Material for the task
-- -- --

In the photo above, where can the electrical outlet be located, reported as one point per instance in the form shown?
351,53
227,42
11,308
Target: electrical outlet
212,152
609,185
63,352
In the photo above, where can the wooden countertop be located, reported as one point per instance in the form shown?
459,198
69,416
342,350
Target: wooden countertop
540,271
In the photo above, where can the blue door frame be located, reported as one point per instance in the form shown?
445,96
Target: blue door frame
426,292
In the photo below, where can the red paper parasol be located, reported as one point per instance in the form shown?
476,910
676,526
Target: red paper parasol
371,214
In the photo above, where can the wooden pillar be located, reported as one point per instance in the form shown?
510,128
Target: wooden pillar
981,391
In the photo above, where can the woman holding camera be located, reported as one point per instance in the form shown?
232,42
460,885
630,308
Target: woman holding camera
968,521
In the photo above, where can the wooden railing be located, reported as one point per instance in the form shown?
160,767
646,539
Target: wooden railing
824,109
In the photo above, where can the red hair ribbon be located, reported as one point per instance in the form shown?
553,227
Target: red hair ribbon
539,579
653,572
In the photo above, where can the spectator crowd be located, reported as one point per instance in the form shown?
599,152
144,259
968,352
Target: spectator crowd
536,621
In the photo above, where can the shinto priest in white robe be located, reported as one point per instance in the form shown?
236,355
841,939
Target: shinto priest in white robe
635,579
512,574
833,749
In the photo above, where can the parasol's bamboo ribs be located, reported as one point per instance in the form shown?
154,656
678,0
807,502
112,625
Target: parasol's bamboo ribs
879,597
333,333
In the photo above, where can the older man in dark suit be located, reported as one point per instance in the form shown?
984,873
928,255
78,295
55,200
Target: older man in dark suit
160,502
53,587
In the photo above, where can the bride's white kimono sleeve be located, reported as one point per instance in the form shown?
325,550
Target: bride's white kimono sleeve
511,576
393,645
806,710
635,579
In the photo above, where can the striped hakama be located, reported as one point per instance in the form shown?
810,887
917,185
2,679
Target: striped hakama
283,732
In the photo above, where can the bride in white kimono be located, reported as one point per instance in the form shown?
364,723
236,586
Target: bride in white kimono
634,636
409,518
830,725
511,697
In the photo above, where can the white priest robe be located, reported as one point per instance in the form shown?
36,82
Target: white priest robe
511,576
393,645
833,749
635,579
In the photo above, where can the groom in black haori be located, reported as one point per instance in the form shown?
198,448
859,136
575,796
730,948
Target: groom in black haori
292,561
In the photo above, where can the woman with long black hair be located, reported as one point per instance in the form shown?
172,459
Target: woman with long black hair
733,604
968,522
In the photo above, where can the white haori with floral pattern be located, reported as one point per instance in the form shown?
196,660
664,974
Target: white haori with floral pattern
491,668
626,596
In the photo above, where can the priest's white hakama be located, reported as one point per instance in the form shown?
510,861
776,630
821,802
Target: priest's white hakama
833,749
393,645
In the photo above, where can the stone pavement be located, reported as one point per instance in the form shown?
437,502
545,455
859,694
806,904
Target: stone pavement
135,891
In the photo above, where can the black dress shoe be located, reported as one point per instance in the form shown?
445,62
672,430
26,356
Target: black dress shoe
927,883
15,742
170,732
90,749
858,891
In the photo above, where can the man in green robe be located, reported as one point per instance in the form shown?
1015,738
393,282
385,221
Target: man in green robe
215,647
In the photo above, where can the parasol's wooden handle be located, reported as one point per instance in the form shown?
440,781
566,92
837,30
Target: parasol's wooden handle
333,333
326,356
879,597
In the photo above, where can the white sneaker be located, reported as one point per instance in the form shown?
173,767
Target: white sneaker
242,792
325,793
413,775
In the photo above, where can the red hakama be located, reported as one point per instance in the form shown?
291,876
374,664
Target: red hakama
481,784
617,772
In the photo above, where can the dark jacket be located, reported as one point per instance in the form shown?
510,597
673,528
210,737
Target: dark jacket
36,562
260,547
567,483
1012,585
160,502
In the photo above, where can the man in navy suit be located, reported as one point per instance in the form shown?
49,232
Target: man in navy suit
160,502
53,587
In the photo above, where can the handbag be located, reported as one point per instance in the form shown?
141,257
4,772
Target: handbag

-- -- --

Task objective
Exactly as they appear above, set down all of the records once more.

Exercise solution
In the photo above, where can the electrical outlet be located, reported as one point per instance in the form shown?
351,53
227,42
11,308
Target: electrical outlet
212,152
609,185
63,352
In the photo above, where can the wooden countertop be located, reported as one point per instance in the form shown?
459,198
69,416
342,350
Target: wooden countertop
540,271
In the photo above, where can the blue door frame be located, reported as one point per instance in the form shown?
445,96
Target: blue door frame
426,292
In the photo below, where can the red paper parasol be located, reported as one point per instance in the form shown?
476,910
676,526
Target: red paper parasol
371,214
In the photo above, where can the wooden pillar be located, reported as one point per instance in the form shown?
510,128
Target: wooden pillar
981,391
In the photo above, where can the woman holding camera be located, reported as one point per instance in the form shown?
232,42
460,885
630,308
Target: woman holding camera
968,521
In the photo above, where can the wooden railing be located, reported as one point per instance in the form shown?
160,767
646,539
Target: wooden railing
824,109
In the photo above, where can the red hair ribbon be located, reported as one point per instance in the form shown?
553,227
Target: red hair ribbon
539,579
653,572
In the photo above, where can the spectator crowd be located, reported as one point per instance in the form shown?
599,152
144,259
968,352
Target: spectator crowd
536,621
In the photo above, where can the shinto priest in white robe be located, reported as one point per instance in the form shown?
236,355
841,939
Target: shinto priest in white robe
635,579
512,574
833,749
In the photo above, where can the parasol's bamboo ribs be located, reported as one point per instance in the form shown?
154,656
678,0
807,502
112,625
Target: parasol's bamboo ribs
879,597
333,333
In the photo above, where can the older man in dark suit be located, reported as one point per instance in the form shown?
984,873
928,255
78,295
55,200
Target: older man in dark suit
160,502
53,587
In the photo above, where can the bride's white kimono sleeve be located, reported as one point per instance in the form shown?
325,550
Target: bride's white kimono sleeve
511,576
393,645
806,710
635,579
In the photo above, where can the striped hakama be located, reported as one point per instance in the form shown?
810,887
917,185
2,679
Target: striped hakama
283,732
In the photo above, where can the bride in white kimono be located, reported as one point per instance in the form shown?
364,723
236,586
Target: bride in white kimono
634,636
409,518
830,725
511,697
In the photo above, where can the white priest robe be located, reported as one point per instance in the form shown?
36,82
Target: white priest robe
511,576
393,645
833,749
635,579
In the photo above, where can the groom in black haori be located, reported as one point per instance in the form shown?
198,448
859,136
575,796
730,948
Target: groom in black haori
292,561
In the photo above, where can the woman with long black hair be located, reported as one point per instance in the form shown?
172,459
Target: woman with long black hair
733,604
968,522
In the photo above, where can the white haori with floral pattern be located, reported as one point per instance in the form shown?
196,660
664,974
Target: white haori with floral pattern
491,668
626,596
In the photo above, where can the priest's white hakama be located, reported as one point per instance in the form shown?
510,861
776,630
821,802
Target: priest's white hakama
833,749
393,645
In the photo above, where can the stone pavement be located, reported as one point per instance in the form shown?
437,502
545,455
859,694
806,904
Target: stone pavement
135,891
In the photo above, where can the black dress shoe be located, reported as one point per instance in the form shown?
445,62
672,430
26,356
Target: black dress shoe
927,883
15,742
170,732
90,749
858,891
In the photo above, where can the man in green robe be located, reported as one point per instance in the form shown?
1015,738
393,282
385,221
Target: man in green robe
215,647
In the photo above, where can the parasol's wooden handle be located, reported as one point per instance in the form shown?
440,781
566,92
837,30
Target: parasol's wooden handle
333,333
326,356
879,597
In the photo above, where can the white sneaker be located, reported as one point per instance in the form shown?
173,767
Target: white sneaker
242,792
325,793
413,775
In the photo above, where can the red hakama be located, reported as one point per instance in the form shown?
291,876
374,664
Target: red hakama
481,784
617,772
In the photo above, where can the dark jacket be located, reported as one point per instance in the form shown?
510,597
673,528
210,737
Target: dark jacket
36,562
260,547
567,483
1012,585
160,502
In the photo above, where can the man in navy suit be located, reported as one point per instance in the form shown?
49,232
Target: man in navy suit
160,502
53,587
In the photo above, where can the handbag be located, reported as one point per instance in the form shown?
141,257
4,772
Target: handbag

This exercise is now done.